Exercise data start

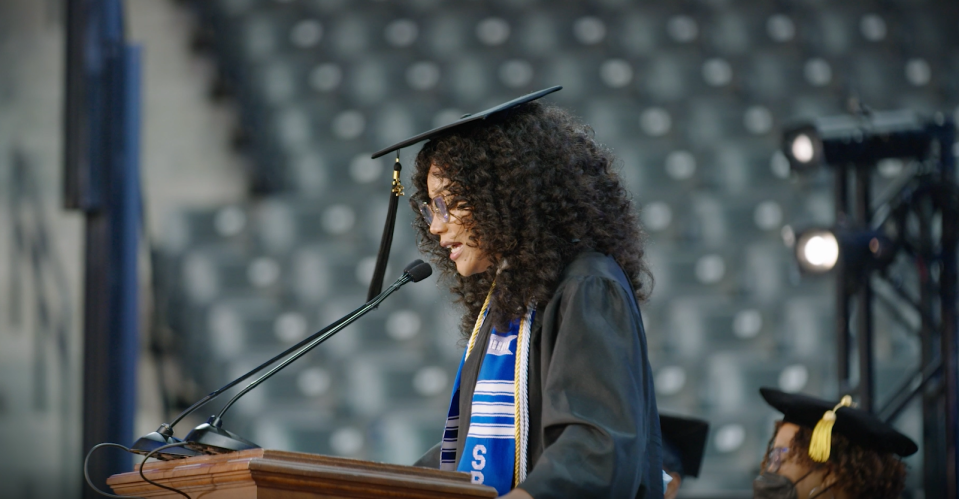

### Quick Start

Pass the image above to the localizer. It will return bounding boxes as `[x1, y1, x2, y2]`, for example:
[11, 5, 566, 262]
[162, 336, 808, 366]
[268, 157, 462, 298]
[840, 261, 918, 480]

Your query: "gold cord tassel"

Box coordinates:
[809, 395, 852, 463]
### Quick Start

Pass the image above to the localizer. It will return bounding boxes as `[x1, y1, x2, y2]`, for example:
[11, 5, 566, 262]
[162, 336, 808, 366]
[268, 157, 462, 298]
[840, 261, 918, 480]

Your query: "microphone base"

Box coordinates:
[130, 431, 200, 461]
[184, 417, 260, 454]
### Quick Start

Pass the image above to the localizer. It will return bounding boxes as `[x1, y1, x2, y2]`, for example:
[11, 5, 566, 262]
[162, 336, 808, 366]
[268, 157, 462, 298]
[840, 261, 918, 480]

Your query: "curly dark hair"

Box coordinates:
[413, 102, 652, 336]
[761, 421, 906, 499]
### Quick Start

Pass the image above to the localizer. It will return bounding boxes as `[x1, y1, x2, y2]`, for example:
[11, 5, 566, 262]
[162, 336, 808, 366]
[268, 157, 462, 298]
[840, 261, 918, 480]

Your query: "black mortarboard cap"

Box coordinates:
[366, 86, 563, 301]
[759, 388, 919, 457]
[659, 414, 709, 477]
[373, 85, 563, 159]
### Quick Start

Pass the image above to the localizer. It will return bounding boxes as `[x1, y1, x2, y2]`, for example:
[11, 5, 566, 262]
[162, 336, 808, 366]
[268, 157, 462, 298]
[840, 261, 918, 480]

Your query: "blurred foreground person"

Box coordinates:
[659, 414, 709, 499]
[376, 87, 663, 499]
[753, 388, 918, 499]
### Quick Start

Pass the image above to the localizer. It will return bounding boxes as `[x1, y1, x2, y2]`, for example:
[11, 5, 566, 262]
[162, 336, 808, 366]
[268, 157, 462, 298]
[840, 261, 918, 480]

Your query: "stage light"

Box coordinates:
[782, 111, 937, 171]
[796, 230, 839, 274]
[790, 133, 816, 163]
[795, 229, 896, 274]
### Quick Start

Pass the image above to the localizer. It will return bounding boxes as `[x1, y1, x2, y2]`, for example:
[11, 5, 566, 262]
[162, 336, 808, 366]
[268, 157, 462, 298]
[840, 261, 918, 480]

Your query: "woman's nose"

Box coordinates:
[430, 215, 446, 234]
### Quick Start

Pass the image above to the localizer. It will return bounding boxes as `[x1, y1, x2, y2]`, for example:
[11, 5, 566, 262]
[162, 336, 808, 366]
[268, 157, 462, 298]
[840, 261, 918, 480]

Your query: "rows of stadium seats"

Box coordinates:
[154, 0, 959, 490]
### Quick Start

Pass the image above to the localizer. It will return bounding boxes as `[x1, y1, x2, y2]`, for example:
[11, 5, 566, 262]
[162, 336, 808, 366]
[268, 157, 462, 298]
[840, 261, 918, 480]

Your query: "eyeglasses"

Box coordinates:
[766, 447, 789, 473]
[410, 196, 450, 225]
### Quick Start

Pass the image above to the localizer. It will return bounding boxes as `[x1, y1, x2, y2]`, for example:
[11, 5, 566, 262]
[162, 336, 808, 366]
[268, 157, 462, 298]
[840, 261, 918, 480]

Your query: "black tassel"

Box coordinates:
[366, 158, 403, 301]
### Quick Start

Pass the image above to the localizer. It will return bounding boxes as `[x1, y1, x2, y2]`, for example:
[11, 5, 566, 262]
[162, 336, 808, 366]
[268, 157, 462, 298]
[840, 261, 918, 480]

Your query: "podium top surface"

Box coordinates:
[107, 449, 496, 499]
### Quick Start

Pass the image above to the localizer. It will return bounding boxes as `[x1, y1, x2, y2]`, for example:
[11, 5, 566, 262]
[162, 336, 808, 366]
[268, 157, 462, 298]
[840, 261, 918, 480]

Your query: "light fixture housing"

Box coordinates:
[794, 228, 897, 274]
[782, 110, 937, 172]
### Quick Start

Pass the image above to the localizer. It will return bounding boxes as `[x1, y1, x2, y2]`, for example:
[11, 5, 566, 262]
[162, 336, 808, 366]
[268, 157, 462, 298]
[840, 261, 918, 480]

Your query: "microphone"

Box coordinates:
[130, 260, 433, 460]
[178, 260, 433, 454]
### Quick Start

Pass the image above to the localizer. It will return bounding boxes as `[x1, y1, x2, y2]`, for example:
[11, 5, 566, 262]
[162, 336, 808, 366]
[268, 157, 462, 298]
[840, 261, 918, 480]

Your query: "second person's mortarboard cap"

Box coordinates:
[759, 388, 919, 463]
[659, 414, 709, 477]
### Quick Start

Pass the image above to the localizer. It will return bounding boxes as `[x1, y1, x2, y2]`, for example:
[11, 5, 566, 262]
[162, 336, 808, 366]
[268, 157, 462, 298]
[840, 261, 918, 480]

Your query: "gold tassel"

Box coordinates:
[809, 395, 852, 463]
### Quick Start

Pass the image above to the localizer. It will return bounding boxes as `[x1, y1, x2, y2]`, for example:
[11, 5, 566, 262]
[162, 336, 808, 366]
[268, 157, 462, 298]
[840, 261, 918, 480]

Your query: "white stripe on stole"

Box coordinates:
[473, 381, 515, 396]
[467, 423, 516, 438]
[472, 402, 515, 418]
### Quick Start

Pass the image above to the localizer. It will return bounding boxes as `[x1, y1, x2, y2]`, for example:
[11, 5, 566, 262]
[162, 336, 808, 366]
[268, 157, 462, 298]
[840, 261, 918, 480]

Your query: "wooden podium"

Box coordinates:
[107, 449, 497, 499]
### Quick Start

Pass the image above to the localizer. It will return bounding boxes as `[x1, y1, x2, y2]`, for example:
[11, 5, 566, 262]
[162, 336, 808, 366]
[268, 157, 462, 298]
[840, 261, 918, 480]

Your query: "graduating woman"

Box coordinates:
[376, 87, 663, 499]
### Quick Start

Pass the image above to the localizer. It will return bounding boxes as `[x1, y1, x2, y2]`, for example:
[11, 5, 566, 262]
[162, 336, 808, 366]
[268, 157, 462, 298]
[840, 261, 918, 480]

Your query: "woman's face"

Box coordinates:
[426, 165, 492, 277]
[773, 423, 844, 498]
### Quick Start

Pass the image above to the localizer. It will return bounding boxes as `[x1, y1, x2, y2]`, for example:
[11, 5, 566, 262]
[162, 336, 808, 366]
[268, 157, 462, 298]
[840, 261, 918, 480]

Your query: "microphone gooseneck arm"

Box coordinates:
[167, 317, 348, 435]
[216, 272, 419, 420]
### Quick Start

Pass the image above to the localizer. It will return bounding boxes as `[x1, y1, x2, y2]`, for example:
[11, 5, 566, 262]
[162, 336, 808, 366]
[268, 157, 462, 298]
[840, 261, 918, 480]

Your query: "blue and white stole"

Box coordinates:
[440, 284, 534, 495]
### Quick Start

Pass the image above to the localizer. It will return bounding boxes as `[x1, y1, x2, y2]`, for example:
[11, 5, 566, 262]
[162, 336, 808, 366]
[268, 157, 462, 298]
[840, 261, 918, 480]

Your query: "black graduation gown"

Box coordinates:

Exercise data end

Short exercise:
Please reproduce all of the material above word for word, leaving out the pictures.

Result of the task:
### Quick Start

Pass the image above to the localizer. It will return bounding boxes as `[x1, y1, x2, y2]`, for example:
[11, 5, 566, 262]
[162, 336, 808, 366]
[268, 157, 462, 298]
[840, 261, 918, 480]

Your query: "gold cord tassel"

Box coordinates:
[809, 395, 852, 463]
### Quick Start

Pass the image above to the localizer. It will return bounding boxes as `[x1, y1, x2, y2]`, for example:
[11, 5, 566, 262]
[162, 336, 808, 366]
[268, 157, 462, 298]
[840, 261, 918, 480]

Your query: "microphone base"

Box coordinates:
[130, 431, 200, 461]
[184, 417, 260, 454]
### Quick Start

Pass the image above to the localizer. It will return bounding boxes as `[x1, y1, x2, y2]`, for example:
[11, 5, 566, 262]
[162, 336, 808, 366]
[268, 157, 462, 298]
[840, 261, 918, 480]

Your query: "curly dark hair"

Box coordinates:
[413, 102, 652, 336]
[761, 421, 906, 499]
### Quick Start

Pass the image above to the localizer. It will return bounding boxes as `[x1, y1, x2, y2]`, for example:
[11, 5, 566, 262]
[162, 336, 808, 366]
[268, 157, 462, 298]
[840, 261, 918, 480]

Your query: "black mortarboard cap"

Box coordinates:
[366, 86, 563, 301]
[759, 388, 919, 457]
[659, 414, 709, 477]
[373, 85, 563, 159]
### Quick Start

Pass the image above to the localizer. It will return bounding boxes as `[x1, y1, x2, y2]`, for example:
[11, 5, 566, 262]
[162, 336, 808, 366]
[268, 157, 462, 298]
[840, 261, 918, 480]

Your query: "blurred foreground person"

Box coordinates:
[659, 414, 709, 499]
[376, 87, 663, 499]
[753, 388, 918, 499]
### Quick Start

Pass the image above to the localizer. It will return bounding boxes as `[x1, y1, x2, y2]`, for example:
[11, 5, 566, 262]
[162, 336, 808, 366]
[268, 157, 462, 298]
[840, 261, 918, 480]

Your query: "stage light"

Box coordinates:
[782, 111, 937, 171]
[796, 230, 839, 274]
[790, 133, 816, 163]
[795, 229, 896, 274]
### Quick Start

Pass the image above to the localizer. It will return bounding boxes as `[x1, y1, x2, y2]`, for example:
[11, 5, 566, 262]
[162, 336, 808, 366]
[268, 157, 462, 298]
[840, 261, 918, 480]

Your query: "woman's nose"

Box coordinates:
[430, 215, 446, 234]
### Quick Start

Pass the image above to the localizer. It will return bounding boxes as `[x1, y1, x2, y2]`, for example:
[11, 5, 566, 262]
[162, 336, 808, 366]
[268, 157, 462, 298]
[840, 261, 918, 480]

Your query: "rows of stadium seats"

Box coordinates:
[154, 0, 959, 490]
### Quick Start

Pass the image above to the localizer. It will return bounding boxes as `[x1, y1, x2, y2]`, for example:
[11, 5, 566, 262]
[162, 336, 808, 366]
[268, 157, 462, 298]
[840, 261, 918, 480]

Your query: "eyeglasses"

Box coordinates:
[766, 447, 789, 473]
[410, 196, 450, 225]
### Quick Start

Pass the image above to the localizer. It will return bounding boxes as `[x1, y1, x2, y2]`, for example:
[11, 5, 566, 262]
[162, 336, 808, 366]
[268, 157, 462, 298]
[840, 261, 918, 480]

Your query: "black tassel"

Box coordinates:
[366, 158, 403, 301]
### Quick Start

Pass the image above to the localizer. It will return bounding boxes as `[x1, y1, x2, y2]`, for example:
[11, 5, 566, 262]
[162, 336, 808, 366]
[268, 157, 462, 298]
[840, 261, 918, 480]

Your query: "podium top surface"

Box coordinates:
[107, 449, 496, 499]
### Quick Start

Pass the image above to the localizer. It will return bounding boxes as `[x1, y1, x2, y2]`, for example:
[11, 5, 566, 262]
[162, 336, 808, 366]
[268, 157, 462, 298]
[840, 261, 918, 480]

Your query: "light fixture housing"

Box coordinates:
[794, 228, 897, 274]
[782, 110, 937, 172]
### Quick Start

Pass the image above to the localizer. It will return bounding boxes as `[x1, y1, x2, y2]`, for example:
[11, 5, 566, 262]
[162, 336, 808, 366]
[268, 157, 462, 298]
[840, 261, 918, 480]

Your query: "microphone"

Box coordinates:
[130, 260, 433, 460]
[178, 260, 433, 454]
### Quick Start

Pass the image above to the localizer. It will return bounding boxes as `[x1, y1, x2, y2]`, for example:
[11, 5, 566, 262]
[162, 336, 808, 366]
[268, 157, 462, 298]
[840, 261, 918, 480]

Your query: "second person's mortarboard cap"

Box coordinates:
[759, 388, 919, 463]
[659, 414, 709, 477]
### Quick Start

Pass the image above to the localizer. It will return bounding boxes as `[x1, y1, x2, y2]`, for example:
[11, 5, 566, 262]
[162, 336, 808, 366]
[268, 157, 462, 298]
[840, 261, 918, 480]

Your query: "gold tassel"

Box coordinates:
[809, 395, 852, 463]
### Quick Start

Pass the image above to the localizer. It will return bounding boxes as `[x1, y1, x2, y2]`, for example:
[11, 5, 566, 262]
[162, 336, 808, 366]
[268, 157, 462, 298]
[840, 261, 918, 480]

Your query: "white stripe on stole"

Box coordinates:
[473, 381, 515, 396]
[467, 423, 516, 438]
[472, 402, 515, 418]
### Quick Start

Pass the image above to the localizer. It will return bounding boxes as `[x1, y1, x2, y2]`, for example:
[11, 5, 566, 262]
[162, 336, 808, 366]
[268, 157, 462, 298]
[840, 261, 918, 480]

Your query: "wooden podium"

Box coordinates:
[107, 449, 497, 499]
### Quick Start

Pass the image above to the localizer. It will return bounding boxes as `[x1, y1, x2, y2]`, for example:
[11, 5, 566, 262]
[162, 336, 808, 366]
[268, 157, 462, 298]
[840, 261, 918, 480]

Your query: "graduating woman"

Box coordinates:
[376, 87, 663, 499]
### Quick Start

Pass the image above to the localizer. It will return bounding boxes as `[x1, y1, x2, y2]`, for example:
[11, 5, 566, 262]
[162, 336, 808, 366]
[268, 157, 462, 298]
[840, 261, 918, 480]

Your query: "woman's face"

Box coordinates:
[426, 165, 492, 277]
[773, 423, 844, 498]
### Quick Start

Pass the image above to the localizer. It will return bounding boxes as `[x1, y1, x2, y2]`, for example:
[11, 5, 566, 262]
[162, 336, 808, 366]
[268, 157, 462, 298]
[840, 261, 918, 480]

Your query: "microphone gooseneck arm"

Box coordinates:
[167, 317, 348, 435]
[216, 272, 419, 420]
### Quick Start

Pass the image above to the localizer. It will return bounding boxes as `[x1, y1, x2, y2]`, for example:
[11, 5, 566, 262]
[162, 336, 808, 366]
[268, 157, 462, 298]
[840, 261, 918, 480]

Your query: "blue and white stole"

Box coordinates:
[440, 284, 534, 495]
### Quick Start

Pass the image above to the localizer. It will return bounding boxes as `[x1, y1, x2, y2]`, for example:
[11, 5, 566, 262]
[162, 336, 808, 366]
[268, 157, 462, 298]
[840, 261, 918, 480]

Your query: "black graduation gown"

Box coordinates:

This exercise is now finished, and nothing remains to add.